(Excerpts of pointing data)

* BEGIN *

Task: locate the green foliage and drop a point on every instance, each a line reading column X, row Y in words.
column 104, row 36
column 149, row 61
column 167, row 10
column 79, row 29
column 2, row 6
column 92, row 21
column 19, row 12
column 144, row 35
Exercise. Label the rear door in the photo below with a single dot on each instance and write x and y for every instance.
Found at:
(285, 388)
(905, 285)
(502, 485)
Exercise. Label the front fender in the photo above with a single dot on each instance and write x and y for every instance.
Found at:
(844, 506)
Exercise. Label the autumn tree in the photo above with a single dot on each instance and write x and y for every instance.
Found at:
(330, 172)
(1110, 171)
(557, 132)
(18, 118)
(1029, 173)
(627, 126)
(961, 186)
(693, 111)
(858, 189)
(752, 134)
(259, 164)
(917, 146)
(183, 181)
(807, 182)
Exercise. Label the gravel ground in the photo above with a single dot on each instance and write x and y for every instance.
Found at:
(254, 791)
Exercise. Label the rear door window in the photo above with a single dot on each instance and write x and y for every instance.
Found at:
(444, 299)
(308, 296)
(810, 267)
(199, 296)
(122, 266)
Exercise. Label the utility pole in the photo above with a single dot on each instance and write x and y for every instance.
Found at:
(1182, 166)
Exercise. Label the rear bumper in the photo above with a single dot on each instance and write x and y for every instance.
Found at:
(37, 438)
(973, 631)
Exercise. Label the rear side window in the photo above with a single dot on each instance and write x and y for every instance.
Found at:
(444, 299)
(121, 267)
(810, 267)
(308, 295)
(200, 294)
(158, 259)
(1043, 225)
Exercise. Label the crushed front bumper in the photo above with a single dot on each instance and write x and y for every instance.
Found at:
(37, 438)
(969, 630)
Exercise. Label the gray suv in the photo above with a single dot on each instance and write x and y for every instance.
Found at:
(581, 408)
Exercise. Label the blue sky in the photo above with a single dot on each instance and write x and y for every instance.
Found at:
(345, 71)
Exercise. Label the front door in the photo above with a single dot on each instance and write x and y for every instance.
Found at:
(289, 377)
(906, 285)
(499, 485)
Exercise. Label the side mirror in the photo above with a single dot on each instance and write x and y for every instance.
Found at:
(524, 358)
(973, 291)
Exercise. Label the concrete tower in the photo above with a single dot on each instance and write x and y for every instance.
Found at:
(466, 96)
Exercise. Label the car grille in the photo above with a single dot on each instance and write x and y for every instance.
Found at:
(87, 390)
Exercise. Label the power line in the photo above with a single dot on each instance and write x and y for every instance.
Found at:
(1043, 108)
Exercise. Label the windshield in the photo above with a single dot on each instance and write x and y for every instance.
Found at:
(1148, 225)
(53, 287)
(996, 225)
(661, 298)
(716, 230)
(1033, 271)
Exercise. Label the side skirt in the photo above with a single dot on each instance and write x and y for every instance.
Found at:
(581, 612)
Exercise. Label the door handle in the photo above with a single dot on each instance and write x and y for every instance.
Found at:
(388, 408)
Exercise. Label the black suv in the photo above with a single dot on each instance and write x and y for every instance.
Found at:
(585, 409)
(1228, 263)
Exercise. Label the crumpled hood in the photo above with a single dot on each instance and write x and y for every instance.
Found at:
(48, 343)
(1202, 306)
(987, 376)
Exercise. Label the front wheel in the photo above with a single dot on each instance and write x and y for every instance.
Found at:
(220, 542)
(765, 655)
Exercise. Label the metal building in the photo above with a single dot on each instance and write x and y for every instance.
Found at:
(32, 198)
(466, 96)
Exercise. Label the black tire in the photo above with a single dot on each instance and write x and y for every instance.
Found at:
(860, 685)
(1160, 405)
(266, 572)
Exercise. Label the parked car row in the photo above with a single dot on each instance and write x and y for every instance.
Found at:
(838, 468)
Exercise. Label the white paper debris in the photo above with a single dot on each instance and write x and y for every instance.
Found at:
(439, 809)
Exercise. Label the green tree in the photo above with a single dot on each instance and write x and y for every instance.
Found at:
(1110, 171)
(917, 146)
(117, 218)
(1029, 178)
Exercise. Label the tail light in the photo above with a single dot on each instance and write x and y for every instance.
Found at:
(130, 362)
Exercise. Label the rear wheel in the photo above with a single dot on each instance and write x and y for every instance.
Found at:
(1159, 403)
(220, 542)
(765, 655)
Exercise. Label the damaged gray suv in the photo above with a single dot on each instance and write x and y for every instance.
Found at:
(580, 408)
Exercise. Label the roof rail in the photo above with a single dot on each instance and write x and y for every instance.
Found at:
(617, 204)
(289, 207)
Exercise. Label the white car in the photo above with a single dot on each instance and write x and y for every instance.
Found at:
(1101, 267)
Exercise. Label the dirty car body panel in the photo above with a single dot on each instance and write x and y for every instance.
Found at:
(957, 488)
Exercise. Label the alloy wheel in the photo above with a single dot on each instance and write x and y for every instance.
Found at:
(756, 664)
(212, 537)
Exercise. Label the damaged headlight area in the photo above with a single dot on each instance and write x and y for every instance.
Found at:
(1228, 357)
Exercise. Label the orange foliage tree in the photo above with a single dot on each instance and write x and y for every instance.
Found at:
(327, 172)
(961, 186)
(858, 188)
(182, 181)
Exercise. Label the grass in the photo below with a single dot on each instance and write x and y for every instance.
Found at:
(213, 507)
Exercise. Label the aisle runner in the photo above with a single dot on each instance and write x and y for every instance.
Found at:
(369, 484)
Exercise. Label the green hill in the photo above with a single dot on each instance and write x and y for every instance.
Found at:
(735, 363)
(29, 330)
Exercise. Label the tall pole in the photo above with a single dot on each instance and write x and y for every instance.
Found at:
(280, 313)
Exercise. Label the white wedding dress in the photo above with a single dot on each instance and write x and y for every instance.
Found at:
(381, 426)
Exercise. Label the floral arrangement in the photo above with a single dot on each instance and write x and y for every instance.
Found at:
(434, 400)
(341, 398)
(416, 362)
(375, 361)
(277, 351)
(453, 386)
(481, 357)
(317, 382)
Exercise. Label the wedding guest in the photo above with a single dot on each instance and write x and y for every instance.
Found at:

* END *

→ AIM OF THE TASK
Extract all lines as given.

→ CORRECT OUTPUT
Task: locate the green foliage and drop a point on every instance, each a line reading column X, row Y in words.
column 104, row 36
column 149, row 61
column 167, row 10
column 79, row 29
column 2, row 6
column 92, row 21
column 19, row 12
column 144, row 35
Exercise. Label the rear door in the photo below with a single dot on each instance and write x and y for every instance.
Found at:
(285, 388)
(905, 285)
(502, 485)
Exercise. Label the front fender in the photo above with a single dot on each instance and write x and y for every instance.
Found at:
(844, 506)
Exercise. Label the autumn tree in the photo above with a single dot on each instance and write x and y for every instance.
Found at:
(330, 172)
(1110, 171)
(557, 132)
(18, 118)
(1029, 173)
(627, 126)
(961, 186)
(693, 111)
(858, 189)
(752, 134)
(259, 164)
(917, 146)
(183, 181)
(807, 182)
Exercise. Label the gravel ground in the photo above with a single dot on each instance and write x and y for every instance.
Found at:
(254, 791)
Exercise. Label the rear door window in the photo above with a single dot on each instance and write x and y for every instance.
Found at:
(444, 299)
(308, 296)
(810, 267)
(199, 296)
(122, 266)
Exercise. Label the utility pole in the photo above with a single dot on each instance and write x and y for every instance.
Found at:
(1182, 166)
Exercise. Label the rear bumper in the photo above with a single dot on each instance and write x and y for every instance.
Found at:
(37, 438)
(973, 631)
Exercise. Label the rear side window in the photo above with a single dot on each instance and write x and y for every instance.
Found at:
(444, 299)
(121, 267)
(810, 267)
(308, 295)
(200, 294)
(158, 259)
(1043, 225)
Exercise. Label the crushed front bumper in the photo above with a single dot on each instance and write x and y for every instance.
Found at:
(37, 438)
(969, 630)
Exercise. Label the gray suv in the photo above with a single dot on each instance and write x and y for every instance.
Found at:
(581, 408)
Exercise. Label the blue sky in the photo above with a single dot on each instance and write x and y for every instance.
Found at:
(345, 71)
Exercise. Label the front door in the photo above with a single dot on each instance and write x and y for every instance.
Found at:
(289, 377)
(906, 285)
(499, 485)
Exercise. Label the side mirror in the photo above with a single dot on each instance and write x and y for every instance.
Found at:
(524, 358)
(973, 291)
Exercise. Label the concrete tower in the photo above with a single dot on each instance and write x and y for every instance.
Found at:
(466, 96)
Exercise. Label the car grille in the photo above with a single dot on each instance and write x and y for every instance.
Found at:
(87, 390)
Exercise. Label the power line in the photo above with a single dot on each instance and write x and y for every instance.
Found at:
(1043, 108)
Exercise. Label the windshield in the photo above with a single dot on each instance and write x and y for every instance.
Found at:
(1148, 225)
(53, 287)
(996, 225)
(661, 298)
(716, 230)
(1033, 271)
Exercise. Label the side skirt in the photo above with a single dot on each instance and write x and y for every instance.
Found at:
(581, 612)
Exercise. Label the door handle in the photo above with a single dot on each instance and write x and y for every instance.
Found at:
(388, 408)
Exercise. Label the black suv in the photo above with a single dot on each instance and write x and y for every instance.
Found at:
(585, 409)
(1228, 263)
Exercise. Label the crumpled hood in the photo above with a single dot on each instance and write x and y for every instance.
Found at:
(48, 343)
(1202, 306)
(987, 376)
Exercise. Label the front wheel in the photo above with a single dot on each instance and write x and y for every instance.
Found at:
(220, 542)
(765, 655)
Exercise. Label the metal building in the photo above with a single dot on each instance and write x and y for every instance.
Found at:
(32, 198)
(466, 96)
Exercise. Label the black tire in the photo above with a single dot on each instance and write x and y for every instance.
Found at:
(860, 685)
(1160, 405)
(266, 572)
Exercise. Label the parked car row in the photo above with a single dot on each instance and write x and y for every instance.
Found at:
(838, 468)
Exercise. Label the white paper debris in the photo above with a single dot on each instance and write x and y for every instance.
Found at:
(439, 809)
Exercise. Label the green tree in the photo above with a single dot on each instance and write x and y for every instance.
Found at:
(1110, 171)
(917, 146)
(117, 218)
(1029, 178)
Exercise. Label the tail light in the photo above with a single dot on each instance and write x and y for every instance.
Found at:
(130, 362)
Exercise. Label the rear wheel in the photo above with a single dot on each instance and write x and y for every instance.
Found at:
(1159, 403)
(220, 542)
(765, 655)
Exercise. Label the damaged gray suv in the photo above with a single dot on each instance and write x and y for every instance.
Found at:
(580, 408)
Exercise. Label the roof rail in the photo above with a single dot on each instance and write x and y for every instance.
Found at:
(617, 204)
(289, 207)
Exercise. Label the white car in the photo above with a single dot on each instance and write x and y for every instance.
Found at:
(1101, 267)
Exercise. Label the dirty car body panel in the photo above with a single dot on each instance and write x and y for every instance.
Found at:
(957, 488)
Exercise. Label the alloy wheel in the photo above with a single dot on each instance and write x and y for every instance.
Found at:
(756, 664)
(212, 537)
Exercise. Label the damaged headlight area in the photo above with a single dot on each instance and write x and y for every instance.
Found at:
(1228, 357)
Exercise. Label the orange foliage tree in the photo above with a single dot on each instance and write x and y for every instance.
Found at:
(327, 172)
(961, 186)
(858, 188)
(182, 181)
Exercise. Label the grass in the photo below with a single dot on each instance and write x and y for every instance.
Found at:
(213, 507)
Exercise. Label the aisle runner in the photo above with a single dot on each instance and write x and y for every instance.
Found at:
(369, 484)
Exercise. Label the green hill in the photo above with a single dot on each instance and write x and y for every instance.
Found at:
(735, 363)
(29, 330)
Exercise. Label the tall pole in the photo above with a single dot on each instance and write x and y for every instance.
Found at:
(280, 313)
Exercise. Label the white wedding dress in the photo above with a single dot on each instance and write x and y for every instance.
Found at:
(381, 426)
Exercise. Label the floral arrangement in the photo above with a single dot on each instance and write x and y for every instance.
Found at:
(434, 400)
(341, 398)
(416, 362)
(375, 361)
(277, 351)
(453, 386)
(481, 357)
(317, 382)
Exercise. Label the wedding guest in the photo above with a single dot on each instance and write x and y for every instance.
Found at:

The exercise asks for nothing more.